What you are asked to do: Given the listing below, output exactly the line containing "Query: embroidered logo on jacket" and every line after it through the end.

Extracted information:
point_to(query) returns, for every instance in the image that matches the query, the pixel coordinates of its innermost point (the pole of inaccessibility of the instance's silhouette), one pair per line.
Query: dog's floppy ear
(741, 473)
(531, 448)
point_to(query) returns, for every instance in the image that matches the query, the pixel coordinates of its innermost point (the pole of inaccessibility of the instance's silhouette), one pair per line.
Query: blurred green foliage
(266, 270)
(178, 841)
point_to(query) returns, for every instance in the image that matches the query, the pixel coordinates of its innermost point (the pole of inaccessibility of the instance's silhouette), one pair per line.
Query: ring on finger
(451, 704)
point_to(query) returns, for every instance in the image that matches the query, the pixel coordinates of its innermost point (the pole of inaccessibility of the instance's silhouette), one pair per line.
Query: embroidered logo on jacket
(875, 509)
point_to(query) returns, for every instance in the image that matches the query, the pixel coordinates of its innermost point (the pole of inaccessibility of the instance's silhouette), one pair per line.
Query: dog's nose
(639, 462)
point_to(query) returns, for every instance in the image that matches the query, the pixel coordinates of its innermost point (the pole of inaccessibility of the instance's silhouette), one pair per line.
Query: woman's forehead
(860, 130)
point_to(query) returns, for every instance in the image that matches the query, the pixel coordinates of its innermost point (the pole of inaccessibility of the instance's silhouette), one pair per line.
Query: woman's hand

Exercise answer:
Query: embroidered logo on jacket
(875, 509)
point_to(query) returns, for every instance in the image that matches the query, the pixel coordinates of its innermost point (the pole of inaccessibility of the instance's silhouette), one pair per line.
Query: dog's nose
(639, 462)
point_to(query) returns, for every instance in the image that matches the query, the pixel coordinates of its innermost point (the pole of inaccessibility of the instance's silhouette), one pair per line.
Query: woman's forehead
(860, 130)
point_to(query) returns, for every instance in the image that matches the query, the pixel coordinates of its innermost point (the pole of inaccessibility of the instance's silhouette), one pair per line.
Query: woman's hand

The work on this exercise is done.